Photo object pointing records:
━━━━━━━━━━━━━━━━━━━━

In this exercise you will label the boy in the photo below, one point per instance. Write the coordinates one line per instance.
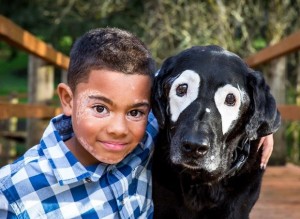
(92, 161)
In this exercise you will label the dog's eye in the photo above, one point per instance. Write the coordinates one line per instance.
(181, 90)
(230, 100)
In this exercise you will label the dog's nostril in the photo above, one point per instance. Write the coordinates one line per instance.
(195, 150)
(202, 150)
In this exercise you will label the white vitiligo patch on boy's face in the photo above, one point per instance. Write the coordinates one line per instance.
(228, 100)
(183, 92)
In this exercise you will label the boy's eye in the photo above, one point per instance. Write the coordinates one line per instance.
(136, 113)
(100, 109)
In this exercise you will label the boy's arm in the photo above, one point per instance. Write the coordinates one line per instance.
(5, 210)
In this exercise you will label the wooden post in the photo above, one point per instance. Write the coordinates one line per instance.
(276, 78)
(63, 76)
(40, 91)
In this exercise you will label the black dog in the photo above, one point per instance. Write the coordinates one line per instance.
(212, 110)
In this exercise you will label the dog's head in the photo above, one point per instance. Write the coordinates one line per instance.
(209, 101)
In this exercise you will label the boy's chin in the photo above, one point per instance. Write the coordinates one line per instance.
(110, 160)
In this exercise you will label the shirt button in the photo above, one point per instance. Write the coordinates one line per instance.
(88, 180)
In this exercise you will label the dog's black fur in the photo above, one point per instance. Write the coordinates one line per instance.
(183, 185)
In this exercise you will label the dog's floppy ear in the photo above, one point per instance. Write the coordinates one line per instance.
(159, 95)
(265, 116)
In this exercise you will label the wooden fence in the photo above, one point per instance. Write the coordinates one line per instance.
(16, 36)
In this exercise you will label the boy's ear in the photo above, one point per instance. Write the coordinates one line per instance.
(66, 98)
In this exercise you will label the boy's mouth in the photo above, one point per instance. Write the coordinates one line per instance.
(113, 146)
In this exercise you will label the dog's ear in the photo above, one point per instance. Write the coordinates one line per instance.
(265, 116)
(159, 97)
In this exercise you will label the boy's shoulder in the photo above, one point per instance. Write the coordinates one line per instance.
(30, 164)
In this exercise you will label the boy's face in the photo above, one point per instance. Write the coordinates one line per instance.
(109, 116)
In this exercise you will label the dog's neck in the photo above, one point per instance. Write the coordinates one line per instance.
(240, 157)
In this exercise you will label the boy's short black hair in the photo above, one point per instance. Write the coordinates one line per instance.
(108, 48)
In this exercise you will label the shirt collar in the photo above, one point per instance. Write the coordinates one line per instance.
(67, 169)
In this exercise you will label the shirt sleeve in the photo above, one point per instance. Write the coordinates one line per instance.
(5, 209)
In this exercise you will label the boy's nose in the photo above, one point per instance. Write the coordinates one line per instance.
(118, 126)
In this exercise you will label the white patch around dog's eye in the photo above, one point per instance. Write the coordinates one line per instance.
(183, 92)
(228, 101)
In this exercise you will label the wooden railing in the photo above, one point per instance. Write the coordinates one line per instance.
(16, 36)
(22, 39)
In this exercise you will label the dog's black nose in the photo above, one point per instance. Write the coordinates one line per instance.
(195, 148)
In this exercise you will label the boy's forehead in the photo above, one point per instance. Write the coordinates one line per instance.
(115, 83)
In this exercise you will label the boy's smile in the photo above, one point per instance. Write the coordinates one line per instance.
(109, 115)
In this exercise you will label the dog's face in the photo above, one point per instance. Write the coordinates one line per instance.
(209, 101)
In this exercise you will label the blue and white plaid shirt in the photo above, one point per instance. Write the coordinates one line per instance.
(49, 182)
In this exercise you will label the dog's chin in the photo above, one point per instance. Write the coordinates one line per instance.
(202, 176)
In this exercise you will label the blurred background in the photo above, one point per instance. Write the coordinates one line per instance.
(167, 27)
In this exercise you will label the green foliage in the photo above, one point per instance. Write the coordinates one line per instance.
(13, 74)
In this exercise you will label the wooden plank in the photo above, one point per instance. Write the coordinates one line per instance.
(284, 47)
(280, 193)
(15, 35)
(8, 110)
(289, 112)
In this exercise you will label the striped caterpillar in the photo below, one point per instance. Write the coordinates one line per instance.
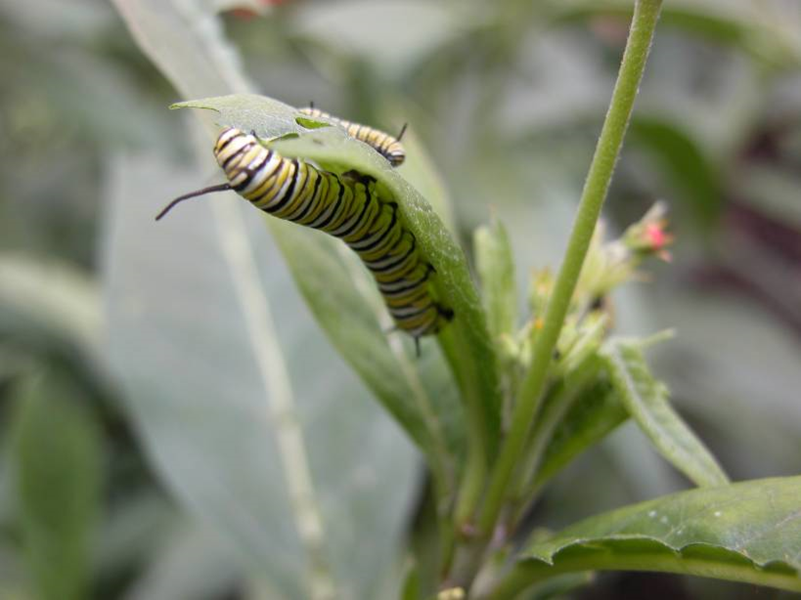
(346, 206)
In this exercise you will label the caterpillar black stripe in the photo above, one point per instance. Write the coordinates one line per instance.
(387, 146)
(344, 206)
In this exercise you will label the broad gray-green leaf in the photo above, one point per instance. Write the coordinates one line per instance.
(466, 340)
(497, 273)
(58, 463)
(282, 452)
(646, 400)
(52, 302)
(748, 531)
(770, 35)
(393, 35)
(192, 564)
(186, 44)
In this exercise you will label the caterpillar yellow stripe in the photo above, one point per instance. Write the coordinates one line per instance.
(345, 206)
(387, 146)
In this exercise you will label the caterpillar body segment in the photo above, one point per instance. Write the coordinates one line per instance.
(345, 206)
(386, 145)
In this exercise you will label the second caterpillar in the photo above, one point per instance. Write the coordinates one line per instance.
(345, 206)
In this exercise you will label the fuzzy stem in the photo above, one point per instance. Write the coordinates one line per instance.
(646, 13)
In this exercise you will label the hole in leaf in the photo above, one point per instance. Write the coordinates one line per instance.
(310, 123)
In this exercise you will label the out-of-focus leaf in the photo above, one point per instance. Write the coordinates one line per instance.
(767, 32)
(497, 273)
(58, 464)
(185, 41)
(393, 35)
(191, 565)
(646, 400)
(770, 190)
(746, 389)
(79, 19)
(683, 163)
(50, 301)
(465, 340)
(283, 453)
(197, 62)
(132, 531)
(748, 532)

━━━━━━━━━━━━━━━━━━━━

Given task: Starting with the line that contains "In this exercise you will label the second", return each line through the last one of the data above, exactly as written and nothing more.

Task response:
In this exercise you will label the second caterpillar in the photo above, one point per instance. Write the coordinates one line per instance.
(345, 206)
In this exercise you will label the fuzzy stem in the photo above, one point per instance. Write the coordinates one line per instance.
(646, 13)
In this exercise you will label the hole in leaf in the photo above, one point per instance. Write the coordinates one line per instance.
(310, 123)
In this exercise you will label the out-of-focus leaf in the photo above, one point per instance. Write the coordinates one line per instance.
(767, 32)
(497, 273)
(58, 464)
(185, 41)
(393, 35)
(191, 565)
(646, 400)
(770, 190)
(746, 389)
(79, 19)
(683, 163)
(50, 301)
(465, 340)
(283, 453)
(197, 62)
(132, 531)
(748, 532)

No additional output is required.